----- EXTRACTED INFORMATION

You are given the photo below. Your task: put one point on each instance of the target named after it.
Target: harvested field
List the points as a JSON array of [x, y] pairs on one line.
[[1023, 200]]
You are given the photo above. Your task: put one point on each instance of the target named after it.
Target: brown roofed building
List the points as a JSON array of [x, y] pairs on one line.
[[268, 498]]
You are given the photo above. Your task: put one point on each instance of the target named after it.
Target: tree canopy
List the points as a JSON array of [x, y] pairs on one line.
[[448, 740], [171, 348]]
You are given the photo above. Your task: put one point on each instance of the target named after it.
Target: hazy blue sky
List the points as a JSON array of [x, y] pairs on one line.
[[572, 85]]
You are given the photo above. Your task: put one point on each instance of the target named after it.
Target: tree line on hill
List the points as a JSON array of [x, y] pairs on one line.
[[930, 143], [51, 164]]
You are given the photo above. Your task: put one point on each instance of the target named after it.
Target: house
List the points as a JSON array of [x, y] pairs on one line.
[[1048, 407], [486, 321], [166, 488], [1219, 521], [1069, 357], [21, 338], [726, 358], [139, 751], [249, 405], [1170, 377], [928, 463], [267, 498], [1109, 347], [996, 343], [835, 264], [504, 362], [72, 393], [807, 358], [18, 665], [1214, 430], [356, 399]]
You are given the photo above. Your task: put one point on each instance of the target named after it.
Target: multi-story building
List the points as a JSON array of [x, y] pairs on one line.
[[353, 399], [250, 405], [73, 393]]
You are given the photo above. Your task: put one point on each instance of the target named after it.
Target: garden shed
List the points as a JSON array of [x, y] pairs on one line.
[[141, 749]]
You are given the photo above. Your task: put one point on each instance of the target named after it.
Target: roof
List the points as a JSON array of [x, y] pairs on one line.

----------

# EXERCISE DESCRIPTION
Recast the items above, from the start of the items through the line containing "[[572, 85]]", as a Markdown table with the columns "Row" and "Line", one line per row, skipping blank lines.

# TASK RESULT
| Row | Line |
|---|---|
| 1 | You are given the photo below. Your task: put one point on each instance of the target named after it. |
| 2 | Target: harvested field |
| 3 | List the points as a JSON array of [x, y] pairs on one line. |
| 4 | [[1023, 200]] |
| 5 | You are given the photo above. Your task: put one point on each instance of the target named after it. |
| 6 | Target: brown roofed building |
| 7 | List the points as a JSON array of [x, y] pairs on one line. |
| 8 | [[268, 498]] |
| 9 | You are given the photo above. Your task: put one point on each instance of the target named after it. |
| 10 | Target: tree canopy |
| 11 | List the points as a JSON array of [x, y] pairs on one line. |
| 12 | [[448, 740], [171, 348]] |
| 13 | You are given the photo above. Your task: put one point on each instance of the target named after it. |
| 14 | Target: hazy blue sky |
| 15 | List the points as a JSON array of [x, y] pairs on one line. |
| 16 | [[572, 85]] |